* _DOCUMENT SECTION_:
Challenge #097.2: Binary Substrings

You are given a binary string $B and an integer $S.

Write a script to split the binary string $B of size $S and then find the minimum number of flips required to make it all the same.

Example 1:
Input: $B = “101100101”, $S = 3
Output: 1

Binary Substrings:
    "101": 0 flip
    "100": 1 flip to make it "101"
    "101": 0 flip
Example 2:
Input $B = “10110111”, $S = 4
Output: 2

Binary Substrings:
    "1011": 0 flip
    "0111": 2 flips to make it "1011"

We start by chopping off 3-character chunks of the binary string from the first example.

> say "101100101".comb(3);   # -> (101 100 101)
> say "1011001010".comb(3);  # -> (101 100 101 0)

The second line shows what happens if the length does not match. That gives us an illegal value, as we cannot flip a single digit into a three digit value. So we have to add a check for that.

Then we compare the first substring with the rest of them, one at a time. Using the bitwise XOR (Exclusive OR) operator is a logical choice here. That gives us a binary value, where the number of 1s is the number of flips on that substring. Raku does indeed have an XOR operator: +^. But it «coerces both arguments to Int and does a bitwise XOR operation» (according to the documentation»; see docs.raku.org/language/operators#infix_+^).

We can get around that be converting the binary value to a decimal value, before applying the XOR. Let us try:

Obtaining the number of flips:

> say ("10101".parse-base(2) +^ "10111".parse-base(2)).base(2).comb.sum;  # -> 1
> say ("11101".parse-base(2) +^ "10111".parse-base(2)).base(2).comb.sum;  # -> 2

This certainly works, but it requires a lot of code. So I'll use a much simpler approach - comparing each digit, one by one.

File: binary-substring
#! /usr/bin/env raku

subset BinaryString where /^ <[01]>+ $/;                    # [1]
subset PosInt of Int where * > 0;                           # [2]

unit sub MAIN (BinaryString $B = '101100101',               # [1]
               PosInt $S where $B.chars %% $S = 3,          # [2]
	       :v(:$verbose));

my @B     = $B.comb($S.Int);                                # [3]
my $first = @B.shift;                                       # [4]
my $total = 0;                                              # [5]

for @B -> $current                                          # [6]
{
  my $flip = bit-diff($first, $current);                    # [7]
  $total += $flip;                                          # [8]
  say ": $first -> $current -> Flip: $flip" if $verbose;
}

say $total;                                                 # [9]

sub bit-diff ($a, $b)                                       # [7]
{
  my $flip = 0;                                             # [10]

  for ^$a.chars -> $index                                   # [11]
  {
    $flip++ if $a.substr($index,1) ne $b.substr($index,1);  # [12]
  }

  return $flip;
}

[1] Ensure that the binary string is legal (containing «0»s and «1»s only).

* _TASK LIST_:
1. In the binary substrings write-up, which Raku operator performs a bitwise XOR?
2. Carry on the binary substrings write-up from its last line.

(Stored data entries)

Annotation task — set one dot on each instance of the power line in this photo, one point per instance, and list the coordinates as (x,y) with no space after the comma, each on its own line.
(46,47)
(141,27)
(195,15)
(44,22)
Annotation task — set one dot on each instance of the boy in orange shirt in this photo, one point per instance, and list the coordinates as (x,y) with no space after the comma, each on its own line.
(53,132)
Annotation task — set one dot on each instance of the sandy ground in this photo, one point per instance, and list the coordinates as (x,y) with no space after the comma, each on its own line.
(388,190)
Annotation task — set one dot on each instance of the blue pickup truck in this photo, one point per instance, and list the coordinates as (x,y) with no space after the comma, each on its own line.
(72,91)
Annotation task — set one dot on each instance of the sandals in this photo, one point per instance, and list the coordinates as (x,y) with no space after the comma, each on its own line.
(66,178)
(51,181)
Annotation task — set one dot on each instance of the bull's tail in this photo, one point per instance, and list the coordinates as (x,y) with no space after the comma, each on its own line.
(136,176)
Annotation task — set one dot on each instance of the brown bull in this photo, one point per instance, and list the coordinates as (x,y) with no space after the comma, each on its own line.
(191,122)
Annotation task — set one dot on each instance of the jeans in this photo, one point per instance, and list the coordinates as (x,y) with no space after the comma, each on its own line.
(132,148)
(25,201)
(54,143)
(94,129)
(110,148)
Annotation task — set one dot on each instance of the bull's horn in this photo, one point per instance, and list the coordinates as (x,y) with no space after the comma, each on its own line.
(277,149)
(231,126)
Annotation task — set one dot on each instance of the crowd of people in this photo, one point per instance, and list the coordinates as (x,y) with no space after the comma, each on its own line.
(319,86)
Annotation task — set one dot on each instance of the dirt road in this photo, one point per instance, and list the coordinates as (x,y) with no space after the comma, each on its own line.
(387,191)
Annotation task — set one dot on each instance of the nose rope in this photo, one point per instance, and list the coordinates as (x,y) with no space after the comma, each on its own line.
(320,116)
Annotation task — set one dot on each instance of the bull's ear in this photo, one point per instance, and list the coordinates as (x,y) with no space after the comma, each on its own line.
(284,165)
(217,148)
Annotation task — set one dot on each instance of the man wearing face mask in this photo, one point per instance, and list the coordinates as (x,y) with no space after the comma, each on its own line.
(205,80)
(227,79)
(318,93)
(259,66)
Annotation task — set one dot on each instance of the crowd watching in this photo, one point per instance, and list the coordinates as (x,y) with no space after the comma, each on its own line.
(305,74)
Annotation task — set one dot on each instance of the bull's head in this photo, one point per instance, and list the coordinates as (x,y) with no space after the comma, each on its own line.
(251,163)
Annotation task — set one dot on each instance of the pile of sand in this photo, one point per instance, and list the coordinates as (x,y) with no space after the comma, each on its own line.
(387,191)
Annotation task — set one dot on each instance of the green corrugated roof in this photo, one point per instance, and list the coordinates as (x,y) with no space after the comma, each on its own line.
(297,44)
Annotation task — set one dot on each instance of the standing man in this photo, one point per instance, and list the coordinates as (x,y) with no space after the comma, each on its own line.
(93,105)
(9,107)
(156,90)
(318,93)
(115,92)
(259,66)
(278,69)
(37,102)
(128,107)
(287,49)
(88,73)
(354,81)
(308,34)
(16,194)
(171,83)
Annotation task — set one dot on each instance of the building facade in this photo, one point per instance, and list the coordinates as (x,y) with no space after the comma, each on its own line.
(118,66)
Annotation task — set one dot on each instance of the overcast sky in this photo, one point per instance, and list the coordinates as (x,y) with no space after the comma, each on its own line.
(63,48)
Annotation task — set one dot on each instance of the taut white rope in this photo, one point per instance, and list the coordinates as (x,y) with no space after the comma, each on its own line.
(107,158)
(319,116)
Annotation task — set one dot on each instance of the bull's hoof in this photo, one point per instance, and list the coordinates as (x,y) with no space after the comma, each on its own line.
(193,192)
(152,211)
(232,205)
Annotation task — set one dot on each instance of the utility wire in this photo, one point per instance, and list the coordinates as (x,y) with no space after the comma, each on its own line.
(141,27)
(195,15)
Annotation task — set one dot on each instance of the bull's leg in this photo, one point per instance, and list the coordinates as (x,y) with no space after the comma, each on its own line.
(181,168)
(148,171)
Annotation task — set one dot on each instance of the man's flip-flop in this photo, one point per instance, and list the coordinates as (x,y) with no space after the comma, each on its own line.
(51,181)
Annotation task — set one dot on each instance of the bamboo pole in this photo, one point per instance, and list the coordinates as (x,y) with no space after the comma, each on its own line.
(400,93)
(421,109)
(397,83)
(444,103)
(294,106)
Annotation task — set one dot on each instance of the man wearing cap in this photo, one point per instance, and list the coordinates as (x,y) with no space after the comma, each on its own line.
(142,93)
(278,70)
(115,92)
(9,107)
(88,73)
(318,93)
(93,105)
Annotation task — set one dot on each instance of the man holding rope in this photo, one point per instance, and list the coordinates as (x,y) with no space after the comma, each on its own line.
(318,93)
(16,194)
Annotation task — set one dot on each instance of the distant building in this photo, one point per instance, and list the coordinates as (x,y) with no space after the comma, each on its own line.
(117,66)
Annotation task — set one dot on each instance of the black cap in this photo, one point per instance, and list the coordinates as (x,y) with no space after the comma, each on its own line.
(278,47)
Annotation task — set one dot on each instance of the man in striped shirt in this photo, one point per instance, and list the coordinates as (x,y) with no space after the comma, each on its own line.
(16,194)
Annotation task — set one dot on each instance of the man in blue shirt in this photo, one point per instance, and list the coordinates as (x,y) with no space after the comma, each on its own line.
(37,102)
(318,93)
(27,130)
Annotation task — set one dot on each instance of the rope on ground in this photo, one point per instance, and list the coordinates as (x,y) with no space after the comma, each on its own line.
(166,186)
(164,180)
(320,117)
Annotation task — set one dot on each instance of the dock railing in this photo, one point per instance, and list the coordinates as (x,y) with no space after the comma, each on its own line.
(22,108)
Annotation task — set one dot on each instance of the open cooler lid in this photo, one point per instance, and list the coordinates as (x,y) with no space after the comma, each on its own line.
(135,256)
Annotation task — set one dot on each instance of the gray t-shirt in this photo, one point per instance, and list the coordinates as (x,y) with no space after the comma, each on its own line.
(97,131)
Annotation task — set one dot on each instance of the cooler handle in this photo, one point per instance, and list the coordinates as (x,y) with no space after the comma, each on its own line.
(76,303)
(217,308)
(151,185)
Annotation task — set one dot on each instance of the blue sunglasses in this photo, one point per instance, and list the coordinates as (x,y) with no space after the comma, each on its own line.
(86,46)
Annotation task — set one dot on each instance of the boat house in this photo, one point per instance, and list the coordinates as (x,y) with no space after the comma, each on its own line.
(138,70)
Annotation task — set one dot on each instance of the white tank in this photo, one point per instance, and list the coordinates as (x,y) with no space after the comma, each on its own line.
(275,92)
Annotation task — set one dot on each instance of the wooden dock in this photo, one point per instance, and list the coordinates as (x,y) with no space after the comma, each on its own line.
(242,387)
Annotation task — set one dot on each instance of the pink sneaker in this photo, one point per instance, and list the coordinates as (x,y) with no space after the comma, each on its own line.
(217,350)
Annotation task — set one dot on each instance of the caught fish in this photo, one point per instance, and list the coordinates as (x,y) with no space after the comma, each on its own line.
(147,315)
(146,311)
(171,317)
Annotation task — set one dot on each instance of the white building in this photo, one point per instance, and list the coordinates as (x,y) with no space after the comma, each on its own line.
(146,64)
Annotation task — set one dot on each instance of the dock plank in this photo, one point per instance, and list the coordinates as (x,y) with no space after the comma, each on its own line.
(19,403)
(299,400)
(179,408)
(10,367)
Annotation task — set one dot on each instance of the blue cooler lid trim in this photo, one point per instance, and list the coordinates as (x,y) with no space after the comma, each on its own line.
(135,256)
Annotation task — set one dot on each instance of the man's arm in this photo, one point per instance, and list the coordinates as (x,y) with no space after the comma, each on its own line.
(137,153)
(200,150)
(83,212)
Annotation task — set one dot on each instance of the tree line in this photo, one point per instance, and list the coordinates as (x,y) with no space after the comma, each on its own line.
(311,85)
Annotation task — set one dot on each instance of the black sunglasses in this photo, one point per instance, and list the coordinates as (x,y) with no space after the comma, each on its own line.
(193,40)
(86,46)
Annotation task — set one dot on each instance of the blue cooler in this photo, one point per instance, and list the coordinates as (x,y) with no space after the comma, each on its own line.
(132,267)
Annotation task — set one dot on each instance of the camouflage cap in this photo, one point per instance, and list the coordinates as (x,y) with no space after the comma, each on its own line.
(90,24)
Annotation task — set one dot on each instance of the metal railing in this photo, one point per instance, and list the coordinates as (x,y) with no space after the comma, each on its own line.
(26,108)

* _RESPONSES TO THE EXERCISE_:
1. The +^ operator.

2.
[2] Ensure a positive integer, and also that the string is evenly divisible by it. (E.g. "4" gives us substrings of length 4, and the program will abort if the last one is shorter.)

[3] comb is usually used to split a string into single characters, but we can get more than one character in each subtring by specifying the length like this.

[4] The examples start by comparing the first substring with itself, giving zero flips. That is silly(ish), so I skip this by shifting out the first substring.

[5] The result will go here.

[6] For each substring (except the first one, see [4]).

[7] Get the number of flips for each substring,

[8] and add it to the total.

[9] Print it.

[10] The number of flips will go here.

[11] For each index in the two substrings (which have the same length),

[12] • Add 1 to the total if the characters at the given position differ, implying a shift.

See docs.raku.org/routine/comb for more information about comb.

Running it:

$ ./binary-substring "101100101" 3
 1

$ ./binary-substring -v "101100101" 3
: 101 -> 100 -> Flip: 1
: 101 -> 101 -> Flip: 0
1

$ ./binary-substring "10110111" 4
2

$ ./binary-substring -v "10110111" 4
: 1011 -> 0111 -> Flip: 2
2

Looking good.

Perl

This is a straight forward translation of the Raku version, except that I had to implement «comb»:

File: binary-substring-perl
#! /usr/bin/env perl

use strict;
use warnings;
use feature 'say';
use feature 'signatures';
use Getopt::Long;

no warnings "experimental::signatures";

my $verbose = 0;

GetOptions("verbose"  => \$verbose);

my $B = shift(@ARGV) // '101100101';

die "Not a binary number" unless $B =~ /^[01]+$/;

my $S = shift(@ARGV) // 3;

die "Not an integer" unless $S =~ /^[1-9][0-9]*$/;
die "Not a legal length" if length($B) % $S;

my @B     =  comb($B, $S);
my $first = shift(@B);
my $total = 0;

for my $current (@B)
{
  my $flip = bit_diff($first, $current);
  $total += $flip;
  say ": $first -> $current -> Flip: $flip" if $verbose;
}

say $total;

sub bit_diff ($a, $b)
{
  my $flip = 0;

  for my $index (0 .. length($a))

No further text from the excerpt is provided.